#### [WHAT NEEDS TO BE DONE]
Please return each line of the data below that contains the word "with", copying those lines unchanged.

[start PROVIDED DATA]

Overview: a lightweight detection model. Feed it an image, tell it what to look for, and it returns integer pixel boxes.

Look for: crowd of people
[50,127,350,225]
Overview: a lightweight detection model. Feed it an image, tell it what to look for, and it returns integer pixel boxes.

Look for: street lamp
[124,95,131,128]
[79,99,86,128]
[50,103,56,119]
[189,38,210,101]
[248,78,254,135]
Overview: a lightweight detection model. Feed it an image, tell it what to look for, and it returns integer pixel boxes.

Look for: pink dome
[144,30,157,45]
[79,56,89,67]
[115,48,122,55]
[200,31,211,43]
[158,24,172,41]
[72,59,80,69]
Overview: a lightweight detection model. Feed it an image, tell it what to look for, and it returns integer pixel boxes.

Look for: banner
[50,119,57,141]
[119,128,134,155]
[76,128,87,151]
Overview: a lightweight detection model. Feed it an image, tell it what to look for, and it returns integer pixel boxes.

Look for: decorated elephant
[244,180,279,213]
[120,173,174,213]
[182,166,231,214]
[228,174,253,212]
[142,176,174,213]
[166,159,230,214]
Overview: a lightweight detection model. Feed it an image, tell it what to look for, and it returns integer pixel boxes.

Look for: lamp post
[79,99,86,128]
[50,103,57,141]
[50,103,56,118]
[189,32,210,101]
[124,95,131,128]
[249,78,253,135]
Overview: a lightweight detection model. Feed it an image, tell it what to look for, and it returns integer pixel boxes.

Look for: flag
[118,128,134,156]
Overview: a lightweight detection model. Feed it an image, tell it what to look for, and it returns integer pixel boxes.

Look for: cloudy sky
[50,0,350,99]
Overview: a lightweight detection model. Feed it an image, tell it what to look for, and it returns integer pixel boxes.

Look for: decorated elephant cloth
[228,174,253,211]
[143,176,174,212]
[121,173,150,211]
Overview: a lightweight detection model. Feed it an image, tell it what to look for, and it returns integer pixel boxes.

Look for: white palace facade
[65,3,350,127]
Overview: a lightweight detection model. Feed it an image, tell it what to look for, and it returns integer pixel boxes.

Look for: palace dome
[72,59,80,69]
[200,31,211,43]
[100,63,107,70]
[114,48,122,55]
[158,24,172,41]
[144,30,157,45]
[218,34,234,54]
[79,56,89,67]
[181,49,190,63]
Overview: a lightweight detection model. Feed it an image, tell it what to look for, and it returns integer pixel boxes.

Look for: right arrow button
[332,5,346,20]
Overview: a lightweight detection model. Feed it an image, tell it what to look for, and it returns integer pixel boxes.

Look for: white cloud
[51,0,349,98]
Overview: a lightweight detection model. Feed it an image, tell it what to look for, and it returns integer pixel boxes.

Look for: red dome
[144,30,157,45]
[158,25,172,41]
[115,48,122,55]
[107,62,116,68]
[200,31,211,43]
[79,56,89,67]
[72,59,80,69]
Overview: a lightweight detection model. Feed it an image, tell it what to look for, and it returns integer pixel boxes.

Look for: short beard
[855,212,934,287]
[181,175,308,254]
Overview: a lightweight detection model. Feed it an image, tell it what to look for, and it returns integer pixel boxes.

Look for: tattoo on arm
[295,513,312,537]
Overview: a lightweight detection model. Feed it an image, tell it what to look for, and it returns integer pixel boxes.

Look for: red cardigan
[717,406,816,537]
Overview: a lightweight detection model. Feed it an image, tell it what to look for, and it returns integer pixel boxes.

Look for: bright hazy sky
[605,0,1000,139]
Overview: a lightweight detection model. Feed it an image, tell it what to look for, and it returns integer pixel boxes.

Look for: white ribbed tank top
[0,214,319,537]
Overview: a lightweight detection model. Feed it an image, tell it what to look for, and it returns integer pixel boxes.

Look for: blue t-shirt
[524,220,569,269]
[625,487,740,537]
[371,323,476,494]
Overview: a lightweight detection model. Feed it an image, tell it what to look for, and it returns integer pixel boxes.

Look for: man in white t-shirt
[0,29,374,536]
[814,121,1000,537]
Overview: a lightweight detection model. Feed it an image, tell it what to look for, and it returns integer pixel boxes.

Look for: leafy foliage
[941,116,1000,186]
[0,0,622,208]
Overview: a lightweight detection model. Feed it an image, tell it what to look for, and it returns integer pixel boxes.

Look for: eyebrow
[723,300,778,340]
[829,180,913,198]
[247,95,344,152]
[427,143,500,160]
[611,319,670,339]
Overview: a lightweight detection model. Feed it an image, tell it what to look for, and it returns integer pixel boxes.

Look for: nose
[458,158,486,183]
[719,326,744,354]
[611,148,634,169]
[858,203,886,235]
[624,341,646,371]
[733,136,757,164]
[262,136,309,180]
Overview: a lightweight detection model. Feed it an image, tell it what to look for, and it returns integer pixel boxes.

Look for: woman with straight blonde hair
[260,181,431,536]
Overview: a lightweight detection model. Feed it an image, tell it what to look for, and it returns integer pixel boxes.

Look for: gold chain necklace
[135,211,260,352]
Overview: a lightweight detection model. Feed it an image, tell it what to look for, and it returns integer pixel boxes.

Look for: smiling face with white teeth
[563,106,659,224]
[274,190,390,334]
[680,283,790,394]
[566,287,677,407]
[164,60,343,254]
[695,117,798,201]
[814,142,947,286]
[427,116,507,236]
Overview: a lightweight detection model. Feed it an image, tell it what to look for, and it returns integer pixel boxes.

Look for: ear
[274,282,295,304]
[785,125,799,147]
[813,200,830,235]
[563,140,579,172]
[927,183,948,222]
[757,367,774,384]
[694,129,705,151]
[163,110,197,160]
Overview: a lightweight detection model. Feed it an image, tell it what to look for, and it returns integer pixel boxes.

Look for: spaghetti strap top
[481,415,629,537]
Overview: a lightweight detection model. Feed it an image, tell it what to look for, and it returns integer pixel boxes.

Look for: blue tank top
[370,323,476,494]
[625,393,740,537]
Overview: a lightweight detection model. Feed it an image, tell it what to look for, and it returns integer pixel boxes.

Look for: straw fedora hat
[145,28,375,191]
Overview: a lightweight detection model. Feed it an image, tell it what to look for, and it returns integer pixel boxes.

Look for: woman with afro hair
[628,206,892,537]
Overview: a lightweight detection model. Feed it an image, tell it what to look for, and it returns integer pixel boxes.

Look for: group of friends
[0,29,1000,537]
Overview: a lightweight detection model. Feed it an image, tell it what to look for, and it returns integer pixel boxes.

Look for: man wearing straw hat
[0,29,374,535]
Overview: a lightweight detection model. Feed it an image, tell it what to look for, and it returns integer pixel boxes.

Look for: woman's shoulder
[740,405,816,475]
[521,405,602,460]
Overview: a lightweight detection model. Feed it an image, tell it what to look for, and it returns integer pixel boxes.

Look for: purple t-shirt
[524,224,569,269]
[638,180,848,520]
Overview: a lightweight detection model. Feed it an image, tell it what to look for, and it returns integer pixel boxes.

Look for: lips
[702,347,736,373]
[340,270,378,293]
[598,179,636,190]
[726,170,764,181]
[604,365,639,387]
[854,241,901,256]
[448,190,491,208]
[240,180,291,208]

[end PROVIDED DATA]

#### [RESPONSE TO THIS TASK]
Look for: woman with straight blonde hair
Look for: smiling face with white teeth
Look for: woman with afro hair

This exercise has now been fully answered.